APPLY WHAT YOU READ >>
A – In the text on healing a marriage after sexual betrayal, which three elements do the Gottmans say work together to create a lasting relationship?
B – Resume the text on healing a marriage after sexual betrayal, starting right after its last sentence.
======== DOCUMENT TEXT ========
Coming to Terms, Part 3 of 3
In the aftermath of sexual betrayal, it’s hard to understand or verbalize exactly what all this means. But you know your life will never be the same. You even wonder if life can be good…. This post is about coming to terms with what’s required to heal your marriage; which, is worth noting, is different than healing as an individual.
As I’ve tried so desperately to make sense out of the insanity that IS sexual addiction, a great aid was The Gottman’s “The Magic” Triangle. They shared it in this video – and the triangle wasn’t even the point of the video…. Seeing how the Gottmans define the anchors of a healthy relationship showed me where ours was weak – dangerously weak. The Gottmans explain how Truth, Commitment, and Calming are what work together to create that magical experience that can indeed carry a couple through a lifetime of caring. If you haven’t already discovered this, addicts struggle greatly with these three elements of relating.
Sexual sin carries with it loads of deception. Transparency is VITAL! “Worthy of Her Trust” by Jason Martinkus does a great job of laying out how the addict earns trust back over time. Losing trust in an intimate partnership is very difficult to recover from because it’s such an important ingredient in the relationship. You must trust a marriage partner much more than any other relationship you have. After betrayal, one of the rules to live by is: Tell your spouse everything!
======== GIVEN DATA ========
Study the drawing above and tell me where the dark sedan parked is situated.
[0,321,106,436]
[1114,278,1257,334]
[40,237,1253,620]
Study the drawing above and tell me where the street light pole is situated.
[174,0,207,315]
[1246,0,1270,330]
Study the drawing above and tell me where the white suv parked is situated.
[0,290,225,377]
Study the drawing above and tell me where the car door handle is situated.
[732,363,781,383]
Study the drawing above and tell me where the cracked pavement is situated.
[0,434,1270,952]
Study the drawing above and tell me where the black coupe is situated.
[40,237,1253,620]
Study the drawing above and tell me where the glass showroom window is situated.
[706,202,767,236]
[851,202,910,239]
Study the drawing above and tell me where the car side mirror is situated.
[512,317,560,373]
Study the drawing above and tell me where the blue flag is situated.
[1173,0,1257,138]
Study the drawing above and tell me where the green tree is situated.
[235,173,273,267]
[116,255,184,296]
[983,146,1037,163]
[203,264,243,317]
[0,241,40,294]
========
ANSWERS FOR THIS EXERCISE >>
A – Truth, Commitment, and Calming.

B –
It’s also crucial for the addict to understand that he must be committed to his partner’s wellbeing in every aspect. He was committed to his well being at her expense. (And the means he was using to “take care of himself” wasn’t ultimately healthy for him either.) Our hearts are crying out wondering if our husbands are willing to take good care of us. We’ve been pretty badly beaten up by his choices, so staying by our side going forward won’t be easy. But if he wants his marriage, he will stay sober, he will make amends, he will help her heal, he will become a healthy, real man.
The calming part of this triangle is key! Whether we call it calming together, co-regulation, mirroring, staying connected, keeping your relational circuits on, or secure attachment, the concept of calming (individually and as a couple) is a key predictor of mental and emotional health…..and marriage health. Our therapist is great at teaching that addicts have struggled with affect regulation (feeling states) for a very long time. The issues that led to such dysregulation in your spouse were entirely out of his control. The means he had at his disposal to stabilize himself as a child is what developed into an addiction in his adulthood. Eddie Capparucci does a great job explaining it here.
Just like if your husband was a diabetic, you didn’t cause it, you can’t control it, and you can’t cure it! Neither of us like the fact that my husband has a foundational “leaky” condition that makes stability and intimate-relating difficult – and that it didn’t fully surface until 20 years in. Sadly, some guys would rather foreclose on the marriage and walk away rather than learn to manage his particular set of weaknesses. The Apostle Paul said “when I am weak, then I am strong.” Having the weaknesses posed by sexual addiction in a marriage isn’t easy, friend. But it is possible to restore “The Magic” if the elements the Gottmans have so brilliantly listed are strengthened and maintained. This requires the addict owning his story and doing the work. “Once an addict, always susceptible” but not always an addict.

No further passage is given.